WHAT NEEDS TO BE DONE: All of the records below should be output exactly.

RECORDS PROVIDED:
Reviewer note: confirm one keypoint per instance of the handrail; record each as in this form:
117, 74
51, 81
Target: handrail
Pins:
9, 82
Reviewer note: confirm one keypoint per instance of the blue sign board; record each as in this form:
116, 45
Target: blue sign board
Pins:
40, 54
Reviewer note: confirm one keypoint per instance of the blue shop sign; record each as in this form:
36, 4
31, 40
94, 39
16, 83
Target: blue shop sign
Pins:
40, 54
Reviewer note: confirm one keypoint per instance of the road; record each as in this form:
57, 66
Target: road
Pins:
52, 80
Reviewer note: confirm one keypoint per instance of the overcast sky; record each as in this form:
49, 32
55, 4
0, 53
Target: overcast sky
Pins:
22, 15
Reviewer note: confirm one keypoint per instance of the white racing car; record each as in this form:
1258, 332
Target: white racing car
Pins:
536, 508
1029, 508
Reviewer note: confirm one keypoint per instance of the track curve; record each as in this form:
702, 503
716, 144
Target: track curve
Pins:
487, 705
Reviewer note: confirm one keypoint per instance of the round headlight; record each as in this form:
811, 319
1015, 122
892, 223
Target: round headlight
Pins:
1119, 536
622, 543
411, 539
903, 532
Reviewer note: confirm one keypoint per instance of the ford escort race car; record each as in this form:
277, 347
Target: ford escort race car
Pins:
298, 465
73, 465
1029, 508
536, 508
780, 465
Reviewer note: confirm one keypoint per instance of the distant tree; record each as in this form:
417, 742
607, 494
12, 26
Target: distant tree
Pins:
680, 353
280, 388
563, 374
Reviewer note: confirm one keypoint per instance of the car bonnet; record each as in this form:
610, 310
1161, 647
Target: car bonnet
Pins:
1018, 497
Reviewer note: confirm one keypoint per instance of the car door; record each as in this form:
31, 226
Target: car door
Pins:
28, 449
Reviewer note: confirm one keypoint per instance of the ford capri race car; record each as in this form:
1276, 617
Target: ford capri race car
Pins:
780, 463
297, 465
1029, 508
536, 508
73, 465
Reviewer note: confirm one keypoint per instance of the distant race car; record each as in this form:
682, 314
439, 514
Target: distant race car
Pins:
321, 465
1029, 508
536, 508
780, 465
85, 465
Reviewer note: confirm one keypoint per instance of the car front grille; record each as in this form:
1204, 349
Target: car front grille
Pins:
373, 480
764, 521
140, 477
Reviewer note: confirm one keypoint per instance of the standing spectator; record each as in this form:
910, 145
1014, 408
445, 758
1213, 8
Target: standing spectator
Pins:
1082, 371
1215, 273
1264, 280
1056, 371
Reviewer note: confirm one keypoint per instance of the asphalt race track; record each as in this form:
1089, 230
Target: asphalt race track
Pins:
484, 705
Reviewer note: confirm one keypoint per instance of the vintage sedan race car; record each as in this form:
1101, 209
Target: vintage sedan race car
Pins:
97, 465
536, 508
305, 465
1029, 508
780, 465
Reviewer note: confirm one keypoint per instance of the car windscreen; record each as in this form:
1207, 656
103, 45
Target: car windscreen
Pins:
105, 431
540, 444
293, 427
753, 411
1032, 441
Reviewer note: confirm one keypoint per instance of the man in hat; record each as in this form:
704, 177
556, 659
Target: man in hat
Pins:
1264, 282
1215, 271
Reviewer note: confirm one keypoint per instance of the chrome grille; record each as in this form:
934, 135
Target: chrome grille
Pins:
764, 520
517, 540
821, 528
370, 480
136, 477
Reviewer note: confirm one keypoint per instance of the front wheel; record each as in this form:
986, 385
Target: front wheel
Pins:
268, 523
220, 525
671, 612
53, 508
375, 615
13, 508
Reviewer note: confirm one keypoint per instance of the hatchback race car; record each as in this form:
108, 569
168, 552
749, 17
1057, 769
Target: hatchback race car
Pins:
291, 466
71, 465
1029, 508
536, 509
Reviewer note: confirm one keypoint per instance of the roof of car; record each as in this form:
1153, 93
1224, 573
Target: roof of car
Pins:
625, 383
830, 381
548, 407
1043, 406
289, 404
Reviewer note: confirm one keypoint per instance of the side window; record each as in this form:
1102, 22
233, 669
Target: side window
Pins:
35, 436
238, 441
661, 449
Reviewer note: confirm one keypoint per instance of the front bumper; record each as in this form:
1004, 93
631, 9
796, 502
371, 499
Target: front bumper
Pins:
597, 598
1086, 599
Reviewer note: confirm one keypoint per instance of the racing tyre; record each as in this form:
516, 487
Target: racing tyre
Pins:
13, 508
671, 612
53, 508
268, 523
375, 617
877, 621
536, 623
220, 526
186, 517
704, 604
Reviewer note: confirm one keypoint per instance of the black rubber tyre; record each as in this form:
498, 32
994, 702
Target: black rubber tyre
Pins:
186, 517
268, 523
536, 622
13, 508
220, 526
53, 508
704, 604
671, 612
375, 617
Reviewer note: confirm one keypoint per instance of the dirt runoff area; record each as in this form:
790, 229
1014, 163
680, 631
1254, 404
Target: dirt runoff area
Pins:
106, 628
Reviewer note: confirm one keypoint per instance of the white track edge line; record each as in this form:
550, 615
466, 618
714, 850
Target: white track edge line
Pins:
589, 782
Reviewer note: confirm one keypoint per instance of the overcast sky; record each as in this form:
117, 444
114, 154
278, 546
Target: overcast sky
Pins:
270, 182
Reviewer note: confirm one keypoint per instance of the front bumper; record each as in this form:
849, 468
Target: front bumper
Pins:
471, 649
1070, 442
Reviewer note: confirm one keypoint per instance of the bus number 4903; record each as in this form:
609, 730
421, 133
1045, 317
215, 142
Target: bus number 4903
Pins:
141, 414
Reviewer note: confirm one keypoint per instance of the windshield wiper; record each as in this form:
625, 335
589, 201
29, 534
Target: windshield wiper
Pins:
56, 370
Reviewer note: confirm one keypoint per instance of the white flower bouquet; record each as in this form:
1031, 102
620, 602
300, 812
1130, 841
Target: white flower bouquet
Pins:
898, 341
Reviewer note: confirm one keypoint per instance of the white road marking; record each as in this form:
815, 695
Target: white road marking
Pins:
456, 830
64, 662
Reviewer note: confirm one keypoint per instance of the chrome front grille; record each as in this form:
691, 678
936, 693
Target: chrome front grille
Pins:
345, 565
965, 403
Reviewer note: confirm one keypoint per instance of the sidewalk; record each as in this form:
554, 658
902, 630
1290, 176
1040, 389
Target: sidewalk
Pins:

RESPONSE:
Reviewer note: confirm one keypoint per instance of the handrail; record each as in this form:
117, 74
51, 81
Target: handrail
Pins:
9, 82
Reviewer note: confirm one keypoint per instance of the blue sign board; record each as in this form:
116, 45
Target: blue sign board
Pins:
40, 54
Reviewer note: confirm one keypoint per instance of the blue shop sign; record each as in this form:
36, 4
31, 40
94, 39
16, 83
Target: blue shop sign
Pins:
40, 54
Reviewer note: confirm one keypoint per instance of the road; record each as in this form:
57, 66
Target: road
Pins:
52, 80
Reviewer note: confirm one keypoint per instance of the overcast sky; record each as in this form:
49, 32
55, 4
0, 53
Target: overcast sky
Pins:
22, 15
Reviewer note: confirm one keypoint per instance of the white racing car; record each as in this form:
1258, 332
Target: white racing car
Pins:
536, 508
1029, 508
Reviewer note: confirm one keypoint per instance of the track curve; record each as in this form:
702, 503
716, 144
Target: track curve
Pins:
487, 705
Reviewer note: confirm one keypoint per instance of the round headlight; record each as in this form:
811, 319
1015, 122
892, 223
Target: round headlight
Pins:
1119, 536
622, 543
411, 539
903, 532
Reviewer note: confirm one keypoint per instance of the ford escort race car; record each as in this form:
277, 347
Target: ford escort race car
Pins:
298, 465
73, 465
1029, 508
536, 508
780, 465
Reviewer note: confirm one keypoint per instance of the distant tree; record each as in this form:
417, 742
607, 494
12, 26
Target: distant tree
Pins:
680, 353
280, 388
563, 374
Reviewer note: confirm one keypoint per instance of the car bonnet; record each as in this form:
610, 310
1161, 647
Target: car bonnet
Pins:
1018, 497
Reviewer note: confirm one keypoint per instance of the car door; record each as in this form:
31, 226
Target: car door
Pins:
28, 449
Reviewer note: confirm one keypoint per instance of the ford capri race car; record each as in this form:
1276, 617
Target: ford capri race car
Pins:
780, 463
297, 465
1029, 508
536, 508
73, 465
Reviewer note: confirm one keypoint per instance of the distant race car; record each as in this form:
682, 314
439, 514
Target: distant race car
Pins:
321, 465
1029, 508
536, 508
780, 465
85, 465
Reviewer note: confirm one keypoint per instance of the car front grille; record each as in this form:
1204, 349
Target: car front grille
Pins:
373, 480
764, 521
140, 477
Reviewer note: confirm one keypoint per instance of the standing spectator; record each as in this form:
910, 145
1014, 408
445, 758
1213, 8
Target: standing spectator
Pins:
1082, 371
1215, 273
1264, 280
1056, 371
Reviewer note: confirm one keypoint per instance of the asphalt race track; record each as in this form:
1089, 230
Target: asphalt race track
Pins:
484, 705
Reviewer note: confirm one keypoint per instance of the vintage sedan race car; record each as in this form:
1101, 209
Target: vintage sedan race car
Pins:
97, 465
536, 508
305, 465
1029, 508
780, 465
Reviewer note: confirm one keypoint per instance of the car windscreen; record each as in this form:
1207, 656
103, 45
Target: car windscreen
Pins:
105, 431
540, 444
293, 427
753, 411
1032, 441
Reviewer note: confirm one keypoint per instance of the man in hat; record each as in this form:
704, 177
556, 659
Target: man in hat
Pins:
1264, 282
1215, 271
Reviewer note: confirm one keypoint per instance of the chrome grille; record each as in this form:
934, 135
Target: chrome grille
Pins:
764, 520
517, 540
821, 528
370, 480
136, 477
Reviewer note: confirm one keypoint per instance of the front wheel; record each as in this form:
986, 385
Target: front wheel
Pins:
268, 523
220, 525
671, 612
53, 508
375, 615
13, 508
Reviewer note: confirm one keypoint per instance of the hatchback race car; record each as in this form:
108, 569
168, 552
749, 17
1057, 769
Target: hatchback race car
Pins:
291, 466
71, 465
1029, 508
536, 509
Reviewer note: confirm one keypoint per instance of the roof of car; record each as in this form:
1153, 93
1224, 573
Target: roof of car
Pins:
625, 383
830, 381
548, 407
1043, 406
289, 404
Reviewer note: confirm one keypoint per instance of the side window; record each as in this form:
1102, 22
233, 669
Target: side window
Pins:
35, 436
238, 441
661, 449
Reviewer note: confirm one keypoint per instance of the front bumper; record each as in this form:
1004, 93
631, 9
796, 502
371, 499
Target: front bumper
Pins:
597, 598
1086, 599
Reviewer note: confirm one keypoint per instance of the racing tyre; record each as in this form:
516, 487
Target: racing tyre
Pins:
13, 508
671, 612
53, 508
268, 523
375, 617
877, 621
536, 623
220, 526
186, 517
704, 604
Reviewer note: confirm one keypoint per instance of the black rubber tyre; record each as in this form:
498, 32
994, 702
Target: black rubber tyre
Pins:
186, 517
268, 523
536, 622
13, 508
220, 526
53, 508
704, 604
671, 612
375, 617
Reviewer note: confirm one keypoint per instance of the dirt runoff area; record each as in this form:
790, 229
1014, 163
680, 631
1254, 404
Target: dirt runoff area
Pins:
106, 628
Reviewer note: confirm one keypoint per instance of the white track edge line; record each as in this form:
550, 615
466, 618
714, 850
Target: white track edge line
Pins:
589, 782
Reviewer note: confirm one keypoint per instance of the overcast sky; record each as in this form:
117, 444
114, 154
278, 546
Target: overcast sky
Pins:
270, 182
Reviewer note: confirm one keypoint per instance of the front bumper; record each as in this form:
849, 468
Target: front bumper
Pins:
471, 649
1070, 442
Reviewer note: confirm one keypoint per instance of the bus number 4903; record each as in this form:
609, 730
421, 133
1045, 317
215, 142
Target: bus number 4903
Pins:
141, 414
Reviewer note: confirm one keypoint per instance of the windshield wiper; record each as in this form:
625, 335
589, 201
29, 534
Target: windshield wiper
Pins:
56, 370
Reviewer note: confirm one keypoint per instance of the white flower bouquet; record each as in this form:
1031, 102
620, 602
300, 812
1130, 841
Target: white flower bouquet
Pins:
898, 341
Reviewer note: confirm one keypoint per instance of the white road marking; record each as in this form:
815, 695
Target: white road marking
Pins:
456, 830
64, 662
Reviewer note: confirm one keypoint per instance of the chrome front grille; record each as in this form:
691, 678
936, 693
Target: chrome front grille
Pins:
345, 565
965, 403
Reviewer note: confirm one keypoint per instance of the sidewalk; record each as in this form:
554, 658
902, 630
1290, 176
1040, 389
Target: sidewalk
Pins:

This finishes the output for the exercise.